__TASK REQUIREMENTS__:
Extract the complete listing and output it unchanged.
:: INPUT MATERIAL
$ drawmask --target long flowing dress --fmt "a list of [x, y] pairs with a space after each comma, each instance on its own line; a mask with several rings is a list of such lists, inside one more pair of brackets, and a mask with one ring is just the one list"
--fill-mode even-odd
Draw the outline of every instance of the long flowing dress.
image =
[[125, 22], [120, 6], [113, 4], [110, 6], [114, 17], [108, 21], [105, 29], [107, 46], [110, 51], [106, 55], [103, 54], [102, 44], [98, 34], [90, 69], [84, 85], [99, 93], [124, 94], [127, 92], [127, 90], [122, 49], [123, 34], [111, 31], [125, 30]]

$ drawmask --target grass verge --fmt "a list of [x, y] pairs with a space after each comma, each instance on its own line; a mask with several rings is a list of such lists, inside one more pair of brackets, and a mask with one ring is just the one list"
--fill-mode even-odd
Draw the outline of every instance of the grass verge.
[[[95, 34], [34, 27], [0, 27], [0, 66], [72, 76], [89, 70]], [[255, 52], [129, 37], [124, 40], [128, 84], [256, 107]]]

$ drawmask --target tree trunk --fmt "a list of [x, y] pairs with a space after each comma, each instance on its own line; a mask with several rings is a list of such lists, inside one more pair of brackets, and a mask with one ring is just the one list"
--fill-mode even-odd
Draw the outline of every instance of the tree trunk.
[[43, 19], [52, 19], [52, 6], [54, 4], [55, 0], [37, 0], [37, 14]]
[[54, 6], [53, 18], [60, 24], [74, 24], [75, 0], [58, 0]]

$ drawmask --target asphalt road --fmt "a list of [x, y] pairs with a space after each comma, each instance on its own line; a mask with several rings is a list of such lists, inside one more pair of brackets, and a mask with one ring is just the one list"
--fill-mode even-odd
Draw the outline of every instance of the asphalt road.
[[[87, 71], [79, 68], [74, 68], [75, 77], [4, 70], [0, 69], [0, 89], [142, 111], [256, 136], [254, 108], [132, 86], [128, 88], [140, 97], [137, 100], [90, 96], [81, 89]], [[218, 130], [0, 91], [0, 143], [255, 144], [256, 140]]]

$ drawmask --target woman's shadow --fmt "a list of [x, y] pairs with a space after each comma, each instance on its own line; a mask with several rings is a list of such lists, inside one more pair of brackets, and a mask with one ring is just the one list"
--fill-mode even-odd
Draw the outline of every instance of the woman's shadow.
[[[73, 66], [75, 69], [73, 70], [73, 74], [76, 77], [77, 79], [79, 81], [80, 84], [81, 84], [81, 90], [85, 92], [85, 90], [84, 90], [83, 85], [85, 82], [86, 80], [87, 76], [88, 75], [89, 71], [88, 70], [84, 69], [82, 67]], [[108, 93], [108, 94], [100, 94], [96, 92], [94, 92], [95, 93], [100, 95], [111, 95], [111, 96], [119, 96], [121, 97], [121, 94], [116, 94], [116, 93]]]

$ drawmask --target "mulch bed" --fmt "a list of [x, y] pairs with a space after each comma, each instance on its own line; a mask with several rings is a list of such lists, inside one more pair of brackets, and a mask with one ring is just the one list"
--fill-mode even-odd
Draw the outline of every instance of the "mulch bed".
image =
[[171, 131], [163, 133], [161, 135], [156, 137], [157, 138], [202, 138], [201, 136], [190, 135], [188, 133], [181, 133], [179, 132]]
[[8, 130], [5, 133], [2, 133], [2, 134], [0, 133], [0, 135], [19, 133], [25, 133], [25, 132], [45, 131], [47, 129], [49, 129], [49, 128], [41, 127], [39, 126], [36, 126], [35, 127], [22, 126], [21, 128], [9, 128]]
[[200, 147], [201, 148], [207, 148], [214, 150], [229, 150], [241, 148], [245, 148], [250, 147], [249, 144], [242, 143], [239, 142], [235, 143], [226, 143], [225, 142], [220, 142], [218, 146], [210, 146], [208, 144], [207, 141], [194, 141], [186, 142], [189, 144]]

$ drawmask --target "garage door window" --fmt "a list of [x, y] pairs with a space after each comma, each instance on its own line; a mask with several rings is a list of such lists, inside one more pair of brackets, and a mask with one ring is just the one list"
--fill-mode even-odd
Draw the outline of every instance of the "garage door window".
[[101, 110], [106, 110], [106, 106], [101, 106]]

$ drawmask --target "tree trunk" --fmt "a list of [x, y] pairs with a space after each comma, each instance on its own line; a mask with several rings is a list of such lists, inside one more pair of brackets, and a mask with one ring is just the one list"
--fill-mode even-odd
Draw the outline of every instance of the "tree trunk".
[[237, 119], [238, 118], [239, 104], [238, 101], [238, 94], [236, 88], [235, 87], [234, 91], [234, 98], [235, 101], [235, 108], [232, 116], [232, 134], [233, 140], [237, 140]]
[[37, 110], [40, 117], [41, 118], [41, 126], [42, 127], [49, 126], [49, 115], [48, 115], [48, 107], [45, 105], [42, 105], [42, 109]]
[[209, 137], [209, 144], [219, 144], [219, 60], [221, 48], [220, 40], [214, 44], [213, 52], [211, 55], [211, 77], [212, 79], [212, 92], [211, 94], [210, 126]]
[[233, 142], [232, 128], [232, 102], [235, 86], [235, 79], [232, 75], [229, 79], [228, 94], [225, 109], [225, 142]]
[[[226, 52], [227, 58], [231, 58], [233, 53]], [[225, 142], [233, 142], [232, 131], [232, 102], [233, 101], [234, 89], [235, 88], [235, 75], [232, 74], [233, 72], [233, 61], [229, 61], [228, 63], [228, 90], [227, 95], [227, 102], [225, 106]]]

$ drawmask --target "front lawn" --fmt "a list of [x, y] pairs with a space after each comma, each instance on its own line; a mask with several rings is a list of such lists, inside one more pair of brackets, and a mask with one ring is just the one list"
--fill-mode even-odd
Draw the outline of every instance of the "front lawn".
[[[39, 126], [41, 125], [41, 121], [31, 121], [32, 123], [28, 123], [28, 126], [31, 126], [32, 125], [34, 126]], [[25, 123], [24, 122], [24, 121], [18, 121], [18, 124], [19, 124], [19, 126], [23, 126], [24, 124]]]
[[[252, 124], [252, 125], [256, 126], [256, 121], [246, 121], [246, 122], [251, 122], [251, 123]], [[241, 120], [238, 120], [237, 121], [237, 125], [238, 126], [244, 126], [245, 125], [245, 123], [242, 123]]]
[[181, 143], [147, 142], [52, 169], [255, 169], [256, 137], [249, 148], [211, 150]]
::::
__REPLY__:
$ drawmask --target long flowing dress --fmt "a list of [x, y] pairs with a space after each comma, each instance on its own line; a mask with several rings is a list of such lists, inside one more pair of brackets, and a mask with one ring is just the one list"
--fill-mode even-odd
Draw the outline of every instance of the long flowing dress.
image =
[[125, 22], [120, 6], [113, 4], [110, 6], [114, 17], [108, 21], [105, 29], [107, 46], [110, 51], [106, 55], [103, 54], [102, 44], [98, 34], [90, 69], [84, 85], [99, 93], [124, 94], [127, 92], [127, 90], [122, 49], [123, 34], [111, 31], [125, 30]]

$ drawmask --target grass verge --fmt "a list of [x, y] pairs with a space after each comma, each instance on its own line; a mask with several rings is a list of such lists, inside one more pair of brackets, and a mask with one ring is just the one list"
--fill-mode even-odd
Draw the outline of every instance of the grass verge.
[[[95, 34], [34, 27], [0, 27], [0, 66], [72, 76], [89, 70]], [[255, 52], [129, 37], [124, 40], [128, 84], [256, 107]]]

$ drawmask --target tree trunk --fmt "a list of [x, y] pairs with a space after each comma, each instance on its own line; a mask with several rings is a list of such lists, inside one more pair of brackets, and a mask with one ring is just the one list"
--fill-mode even-odd
Draw the outline of every instance of the tree trunk.
[[43, 19], [52, 19], [52, 6], [54, 4], [55, 0], [37, 0], [37, 14]]
[[54, 6], [53, 18], [60, 24], [74, 24], [75, 0], [58, 0]]

$ drawmask --target asphalt road --fmt "a list of [x, y] pairs with a space after each comma, each instance on its own line; a mask with several rings is a list of such lists, inside one more pair of brackets, and a mask with one ring is just the one list"
--fill-mode even-odd
Draw the outline of every instance of the asphalt road.
[[[87, 71], [79, 68], [74, 68], [75, 77], [4, 70], [0, 69], [0, 89], [142, 111], [256, 136], [254, 108], [132, 86], [128, 88], [140, 97], [137, 100], [90, 96], [81, 89]], [[218, 130], [0, 91], [0, 143], [255, 144], [256, 140]]]

$ drawmask --target woman's shadow --fmt "a list of [x, y] pairs with a space after each comma, each instance on its own line; a mask with several rings is a list of such lists, inside one more pair of brackets, and a mask with one ring is just the one list"
--fill-mode even-odd
Draw the outline of every instance of the woman's shadow.
[[[73, 66], [75, 69], [73, 70], [73, 74], [76, 77], [77, 79], [79, 81], [80, 84], [81, 84], [81, 90], [85, 92], [85, 90], [84, 90], [83, 85], [85, 82], [86, 80], [87, 76], [88, 75], [89, 71], [88, 70], [84, 69], [82, 67]], [[108, 93], [108, 94], [100, 94], [96, 92], [94, 92], [95, 93], [100, 95], [111, 95], [111, 96], [119, 96], [121, 97], [121, 94], [116, 94], [116, 93]]]

$ drawmask --target "mulch bed" --fmt "a list of [x, y] pairs with a space after each comma, each instance on its own line; a mask with several rings is a list of such lists, inside one more pair of brackets, and a mask with one ring is just the one list"
--fill-mode even-odd
Draw the outline of every instance of the "mulch bed".
image =
[[171, 131], [163, 133], [161, 135], [156, 137], [157, 138], [202, 138], [201, 136], [190, 135], [188, 133], [181, 133], [179, 132]]
[[8, 130], [5, 133], [2, 133], [2, 134], [0, 133], [0, 135], [19, 133], [25, 133], [25, 132], [45, 131], [47, 129], [49, 129], [49, 128], [41, 127], [39, 126], [36, 126], [35, 127], [22, 126], [21, 128], [9, 128]]
[[200, 147], [201, 148], [207, 148], [214, 150], [229, 150], [241, 148], [245, 148], [250, 147], [249, 144], [242, 143], [239, 142], [235, 143], [226, 143], [225, 142], [220, 142], [218, 146], [210, 146], [208, 144], [207, 141], [194, 141], [186, 142], [189, 144]]

$ drawmask --target "garage door window" --fmt "a list of [x, y] pairs with a space after each comma, each instance on its own line; a mask with several rings is a list of such lists, inside one more pair of brackets, and a mask with one ring is just the one list"
--fill-mode even-odd
Draw the outline of every instance of the "garage door window".
[[101, 110], [106, 110], [106, 106], [101, 106]]

$ drawmask --target "tree trunk" --fmt "a list of [x, y] pairs with a space after each comma, each instance on its own line; a mask with several rings is a list of such lists, inside one more pair of brackets, and a mask with one ring is just the one list"
--fill-mode even-odd
Draw the outline of every instance of the "tree trunk".
[[237, 119], [238, 118], [239, 104], [238, 101], [238, 94], [236, 88], [235, 87], [234, 91], [234, 98], [235, 101], [235, 108], [232, 116], [232, 134], [233, 140], [237, 140]]
[[37, 110], [40, 117], [41, 118], [41, 126], [42, 127], [49, 126], [49, 115], [48, 115], [48, 107], [45, 105], [42, 105], [42, 109]]
[[209, 137], [209, 144], [219, 144], [219, 60], [221, 48], [220, 40], [214, 44], [213, 52], [211, 55], [211, 77], [212, 79], [212, 92], [211, 94], [210, 126]]
[[233, 142], [232, 128], [232, 102], [235, 86], [235, 79], [232, 75], [229, 79], [228, 94], [225, 109], [225, 142]]
[[[226, 52], [227, 58], [231, 58], [233, 53]], [[225, 142], [233, 142], [232, 131], [232, 102], [233, 101], [234, 89], [235, 88], [235, 75], [232, 74], [233, 72], [233, 61], [229, 61], [228, 63], [228, 90], [227, 95], [227, 102], [225, 106]]]

$ drawmask --target "front lawn" --fmt "a list of [x, y] pairs with a space after each comma, each instance on its own line; a mask with several rings is a list of such lists, inside one more pair of brackets, and a mask with one ring is just the one list"
--fill-mode even-odd
Draw the outline of every instance of the "front lawn".
[[[39, 126], [41, 125], [41, 121], [31, 121], [32, 123], [28, 123], [28, 126], [31, 126], [32, 125], [34, 126]], [[25, 123], [24, 122], [24, 121], [18, 121], [18, 124], [19, 124], [19, 126], [23, 126], [24, 124]]]
[[[252, 124], [252, 125], [256, 126], [256, 121], [246, 121], [246, 122], [251, 122], [251, 123]], [[241, 120], [238, 120], [237, 121], [237, 125], [238, 126], [244, 126], [245, 125], [245, 123], [242, 123]]]
[[181, 143], [147, 142], [52, 169], [255, 169], [256, 137], [249, 148], [211, 150]]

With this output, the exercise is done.